■ **Task**: Return nothing but the lines from the line containing "the white tree" through the last line of the records, reproduced exactly.

■ **Records for processing**:
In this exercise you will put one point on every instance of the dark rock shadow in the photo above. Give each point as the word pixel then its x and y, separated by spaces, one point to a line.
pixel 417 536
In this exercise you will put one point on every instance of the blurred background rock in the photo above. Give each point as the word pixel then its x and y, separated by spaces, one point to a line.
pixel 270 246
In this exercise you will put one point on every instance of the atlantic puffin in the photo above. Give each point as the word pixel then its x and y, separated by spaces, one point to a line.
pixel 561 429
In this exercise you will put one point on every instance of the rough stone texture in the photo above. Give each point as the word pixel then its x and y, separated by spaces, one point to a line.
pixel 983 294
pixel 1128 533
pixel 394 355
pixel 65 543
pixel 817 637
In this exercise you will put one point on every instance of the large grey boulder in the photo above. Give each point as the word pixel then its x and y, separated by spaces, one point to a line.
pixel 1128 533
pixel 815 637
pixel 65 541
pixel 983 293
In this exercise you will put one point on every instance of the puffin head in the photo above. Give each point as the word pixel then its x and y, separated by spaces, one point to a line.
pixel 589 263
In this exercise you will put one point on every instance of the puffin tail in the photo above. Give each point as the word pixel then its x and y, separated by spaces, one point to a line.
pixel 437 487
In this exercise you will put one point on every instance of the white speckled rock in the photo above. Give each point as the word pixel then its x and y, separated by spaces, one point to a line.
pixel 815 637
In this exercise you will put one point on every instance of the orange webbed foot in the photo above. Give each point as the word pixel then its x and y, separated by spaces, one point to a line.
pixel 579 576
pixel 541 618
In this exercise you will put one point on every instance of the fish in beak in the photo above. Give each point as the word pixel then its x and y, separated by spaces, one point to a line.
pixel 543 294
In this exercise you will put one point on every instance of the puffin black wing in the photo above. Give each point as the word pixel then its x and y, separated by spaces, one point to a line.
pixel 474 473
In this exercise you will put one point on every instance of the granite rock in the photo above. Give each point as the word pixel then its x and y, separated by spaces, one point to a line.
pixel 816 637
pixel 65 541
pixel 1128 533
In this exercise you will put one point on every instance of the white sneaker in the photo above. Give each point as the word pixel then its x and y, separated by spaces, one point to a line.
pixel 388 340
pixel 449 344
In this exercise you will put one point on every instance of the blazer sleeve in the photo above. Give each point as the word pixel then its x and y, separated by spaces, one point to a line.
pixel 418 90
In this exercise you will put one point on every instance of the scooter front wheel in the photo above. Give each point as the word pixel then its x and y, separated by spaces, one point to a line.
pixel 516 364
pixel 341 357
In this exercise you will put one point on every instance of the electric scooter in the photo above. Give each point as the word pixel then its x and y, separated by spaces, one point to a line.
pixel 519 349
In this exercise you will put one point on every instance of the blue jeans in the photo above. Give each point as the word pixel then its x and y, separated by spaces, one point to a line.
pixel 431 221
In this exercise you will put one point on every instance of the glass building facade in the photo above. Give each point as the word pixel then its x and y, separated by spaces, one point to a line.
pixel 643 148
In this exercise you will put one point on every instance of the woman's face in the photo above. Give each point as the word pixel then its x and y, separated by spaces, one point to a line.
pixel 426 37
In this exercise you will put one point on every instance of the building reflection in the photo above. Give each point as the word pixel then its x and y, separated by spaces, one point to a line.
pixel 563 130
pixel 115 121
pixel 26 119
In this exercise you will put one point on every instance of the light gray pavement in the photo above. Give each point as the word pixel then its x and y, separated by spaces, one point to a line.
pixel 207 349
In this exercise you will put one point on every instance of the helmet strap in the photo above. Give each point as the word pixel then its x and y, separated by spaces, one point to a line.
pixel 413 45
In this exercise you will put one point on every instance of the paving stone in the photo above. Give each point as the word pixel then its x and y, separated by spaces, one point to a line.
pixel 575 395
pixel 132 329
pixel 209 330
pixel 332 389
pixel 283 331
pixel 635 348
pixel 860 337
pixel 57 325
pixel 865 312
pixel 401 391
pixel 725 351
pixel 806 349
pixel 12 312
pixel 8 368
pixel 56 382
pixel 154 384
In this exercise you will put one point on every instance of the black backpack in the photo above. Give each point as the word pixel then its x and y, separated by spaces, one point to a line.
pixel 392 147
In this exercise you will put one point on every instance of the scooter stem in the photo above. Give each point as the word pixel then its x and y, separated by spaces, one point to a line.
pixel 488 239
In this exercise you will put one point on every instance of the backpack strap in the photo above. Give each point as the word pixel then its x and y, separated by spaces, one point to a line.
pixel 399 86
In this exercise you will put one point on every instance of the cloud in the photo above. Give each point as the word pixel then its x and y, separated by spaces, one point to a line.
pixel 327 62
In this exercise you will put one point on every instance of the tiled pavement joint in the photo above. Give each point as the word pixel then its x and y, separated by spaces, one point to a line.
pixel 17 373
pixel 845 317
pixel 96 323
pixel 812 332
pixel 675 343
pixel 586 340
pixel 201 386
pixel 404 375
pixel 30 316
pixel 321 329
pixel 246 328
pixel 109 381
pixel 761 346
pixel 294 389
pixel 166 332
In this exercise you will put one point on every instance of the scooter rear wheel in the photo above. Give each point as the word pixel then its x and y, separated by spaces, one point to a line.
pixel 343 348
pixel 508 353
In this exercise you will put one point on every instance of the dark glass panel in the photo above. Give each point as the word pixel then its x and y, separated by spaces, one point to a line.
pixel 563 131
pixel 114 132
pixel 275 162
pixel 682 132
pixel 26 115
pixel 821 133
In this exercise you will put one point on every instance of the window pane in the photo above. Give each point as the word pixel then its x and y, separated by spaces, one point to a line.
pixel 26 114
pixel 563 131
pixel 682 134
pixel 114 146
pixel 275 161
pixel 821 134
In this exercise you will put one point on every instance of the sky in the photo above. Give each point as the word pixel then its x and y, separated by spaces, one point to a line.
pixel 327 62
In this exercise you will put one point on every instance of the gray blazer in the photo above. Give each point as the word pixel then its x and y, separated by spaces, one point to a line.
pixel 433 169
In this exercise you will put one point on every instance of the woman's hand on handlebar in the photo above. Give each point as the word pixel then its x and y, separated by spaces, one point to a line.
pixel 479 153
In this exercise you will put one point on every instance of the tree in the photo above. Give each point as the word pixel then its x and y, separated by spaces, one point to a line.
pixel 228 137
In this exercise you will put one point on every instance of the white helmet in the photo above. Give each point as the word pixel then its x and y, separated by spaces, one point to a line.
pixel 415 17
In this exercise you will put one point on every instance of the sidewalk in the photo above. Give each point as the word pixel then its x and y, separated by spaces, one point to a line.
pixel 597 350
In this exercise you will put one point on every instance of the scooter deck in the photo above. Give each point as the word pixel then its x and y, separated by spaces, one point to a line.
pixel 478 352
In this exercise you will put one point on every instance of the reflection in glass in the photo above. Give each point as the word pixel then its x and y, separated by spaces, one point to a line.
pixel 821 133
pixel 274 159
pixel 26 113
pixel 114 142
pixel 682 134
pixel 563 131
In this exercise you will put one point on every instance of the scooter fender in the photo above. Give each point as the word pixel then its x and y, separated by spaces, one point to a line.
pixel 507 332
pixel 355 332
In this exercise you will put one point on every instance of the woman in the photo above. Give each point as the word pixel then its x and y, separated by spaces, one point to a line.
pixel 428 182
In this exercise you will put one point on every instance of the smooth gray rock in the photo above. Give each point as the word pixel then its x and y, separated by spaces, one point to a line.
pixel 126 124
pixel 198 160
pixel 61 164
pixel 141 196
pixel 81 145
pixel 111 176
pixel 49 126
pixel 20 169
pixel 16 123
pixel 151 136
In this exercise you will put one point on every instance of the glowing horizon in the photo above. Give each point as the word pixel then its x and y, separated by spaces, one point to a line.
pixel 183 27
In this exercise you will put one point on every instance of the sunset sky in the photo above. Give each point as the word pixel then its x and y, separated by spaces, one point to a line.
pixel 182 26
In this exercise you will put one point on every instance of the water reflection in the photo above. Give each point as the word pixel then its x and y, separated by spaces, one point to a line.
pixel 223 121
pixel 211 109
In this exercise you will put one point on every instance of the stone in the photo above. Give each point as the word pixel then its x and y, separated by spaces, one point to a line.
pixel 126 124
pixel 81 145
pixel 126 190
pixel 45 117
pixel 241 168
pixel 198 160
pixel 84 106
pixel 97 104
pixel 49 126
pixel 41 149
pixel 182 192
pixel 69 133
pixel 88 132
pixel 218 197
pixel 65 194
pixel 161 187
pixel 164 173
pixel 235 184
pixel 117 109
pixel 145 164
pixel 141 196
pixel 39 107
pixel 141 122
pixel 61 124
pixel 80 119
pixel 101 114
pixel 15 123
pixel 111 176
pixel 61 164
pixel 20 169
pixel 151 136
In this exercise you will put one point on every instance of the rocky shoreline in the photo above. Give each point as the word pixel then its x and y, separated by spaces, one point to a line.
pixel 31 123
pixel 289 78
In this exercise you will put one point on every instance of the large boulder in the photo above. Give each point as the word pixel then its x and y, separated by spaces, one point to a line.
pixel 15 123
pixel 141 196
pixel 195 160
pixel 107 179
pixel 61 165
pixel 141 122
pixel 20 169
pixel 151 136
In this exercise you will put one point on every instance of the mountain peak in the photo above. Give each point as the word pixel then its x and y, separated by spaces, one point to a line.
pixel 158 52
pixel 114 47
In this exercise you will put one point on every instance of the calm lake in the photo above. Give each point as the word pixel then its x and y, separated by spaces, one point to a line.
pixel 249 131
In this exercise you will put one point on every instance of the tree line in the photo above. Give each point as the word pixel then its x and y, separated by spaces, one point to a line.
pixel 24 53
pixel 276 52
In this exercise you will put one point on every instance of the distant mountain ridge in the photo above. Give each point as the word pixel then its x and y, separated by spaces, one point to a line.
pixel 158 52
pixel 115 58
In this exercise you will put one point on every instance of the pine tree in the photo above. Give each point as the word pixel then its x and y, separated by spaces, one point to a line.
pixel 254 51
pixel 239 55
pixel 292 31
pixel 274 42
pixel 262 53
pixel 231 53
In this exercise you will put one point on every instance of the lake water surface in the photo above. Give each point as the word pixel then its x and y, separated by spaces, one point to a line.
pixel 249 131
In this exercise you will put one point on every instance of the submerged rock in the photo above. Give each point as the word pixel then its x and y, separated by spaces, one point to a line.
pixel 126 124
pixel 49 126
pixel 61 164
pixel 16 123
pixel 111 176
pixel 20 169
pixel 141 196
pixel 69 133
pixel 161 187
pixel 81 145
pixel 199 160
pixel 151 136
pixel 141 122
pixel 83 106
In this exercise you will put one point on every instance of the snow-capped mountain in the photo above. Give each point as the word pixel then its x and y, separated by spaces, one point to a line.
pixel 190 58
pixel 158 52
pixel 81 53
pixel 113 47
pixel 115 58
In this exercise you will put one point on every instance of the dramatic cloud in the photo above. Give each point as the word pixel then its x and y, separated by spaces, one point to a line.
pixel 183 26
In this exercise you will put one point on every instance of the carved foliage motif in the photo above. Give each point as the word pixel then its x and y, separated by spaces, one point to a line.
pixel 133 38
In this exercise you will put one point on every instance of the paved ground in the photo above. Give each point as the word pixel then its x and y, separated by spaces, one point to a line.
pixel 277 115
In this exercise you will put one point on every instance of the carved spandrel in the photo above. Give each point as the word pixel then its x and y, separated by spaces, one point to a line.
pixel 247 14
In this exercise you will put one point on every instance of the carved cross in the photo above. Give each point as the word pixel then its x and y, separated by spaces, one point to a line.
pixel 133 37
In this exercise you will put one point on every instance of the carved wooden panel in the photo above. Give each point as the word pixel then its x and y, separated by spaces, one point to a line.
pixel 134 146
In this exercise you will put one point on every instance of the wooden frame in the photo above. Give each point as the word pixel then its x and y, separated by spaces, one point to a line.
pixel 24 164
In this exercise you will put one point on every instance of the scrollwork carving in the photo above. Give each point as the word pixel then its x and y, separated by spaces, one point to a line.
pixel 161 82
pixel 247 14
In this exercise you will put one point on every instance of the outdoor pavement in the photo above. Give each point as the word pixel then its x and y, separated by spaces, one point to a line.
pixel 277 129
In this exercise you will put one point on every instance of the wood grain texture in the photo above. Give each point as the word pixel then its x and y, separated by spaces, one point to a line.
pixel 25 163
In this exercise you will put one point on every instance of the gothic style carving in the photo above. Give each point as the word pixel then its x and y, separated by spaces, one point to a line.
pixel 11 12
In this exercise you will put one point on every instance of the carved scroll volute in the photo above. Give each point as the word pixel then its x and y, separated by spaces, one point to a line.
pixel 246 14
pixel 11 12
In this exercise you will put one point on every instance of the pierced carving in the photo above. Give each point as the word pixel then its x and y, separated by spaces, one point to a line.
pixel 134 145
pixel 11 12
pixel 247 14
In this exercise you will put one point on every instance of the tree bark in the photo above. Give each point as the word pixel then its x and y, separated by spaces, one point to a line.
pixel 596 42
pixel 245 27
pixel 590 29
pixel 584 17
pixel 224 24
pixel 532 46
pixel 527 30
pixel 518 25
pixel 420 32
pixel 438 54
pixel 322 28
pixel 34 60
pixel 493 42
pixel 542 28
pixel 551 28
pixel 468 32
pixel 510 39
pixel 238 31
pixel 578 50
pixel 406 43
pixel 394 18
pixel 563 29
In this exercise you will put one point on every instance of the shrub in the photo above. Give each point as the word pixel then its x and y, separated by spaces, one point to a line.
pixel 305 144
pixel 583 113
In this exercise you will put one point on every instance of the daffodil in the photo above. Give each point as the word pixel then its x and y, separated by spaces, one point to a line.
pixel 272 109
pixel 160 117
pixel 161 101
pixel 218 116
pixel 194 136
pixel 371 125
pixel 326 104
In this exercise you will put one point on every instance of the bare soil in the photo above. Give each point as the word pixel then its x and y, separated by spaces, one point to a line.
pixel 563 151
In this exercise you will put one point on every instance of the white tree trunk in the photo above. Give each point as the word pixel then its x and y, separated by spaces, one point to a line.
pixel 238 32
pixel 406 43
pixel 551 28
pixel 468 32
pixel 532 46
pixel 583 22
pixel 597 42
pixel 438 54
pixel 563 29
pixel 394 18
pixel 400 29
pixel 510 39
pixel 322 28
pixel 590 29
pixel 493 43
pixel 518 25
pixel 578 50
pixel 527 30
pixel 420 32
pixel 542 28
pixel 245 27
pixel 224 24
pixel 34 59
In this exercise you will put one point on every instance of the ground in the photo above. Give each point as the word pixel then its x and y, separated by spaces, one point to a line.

■ **Solution to this problem**:
In this exercise you will put one point on every instance of the white tree trunk in the photo above. Give each point as the word pixel then its x and y, separated by spaces, one point to a line.
pixel 238 32
pixel 406 43
pixel 551 28
pixel 468 32
pixel 532 46
pixel 583 22
pixel 597 42
pixel 438 54
pixel 563 29
pixel 394 18
pixel 400 29
pixel 510 39
pixel 322 28
pixel 590 29
pixel 493 43
pixel 518 25
pixel 578 50
pixel 527 30
pixel 420 32
pixel 542 28
pixel 245 27
pixel 224 24
pixel 34 59
In this exercise you will put one point on every instance of the ground in the photo above. Give each point as the word pixel then its x and y, separated by spaces, one point to a line.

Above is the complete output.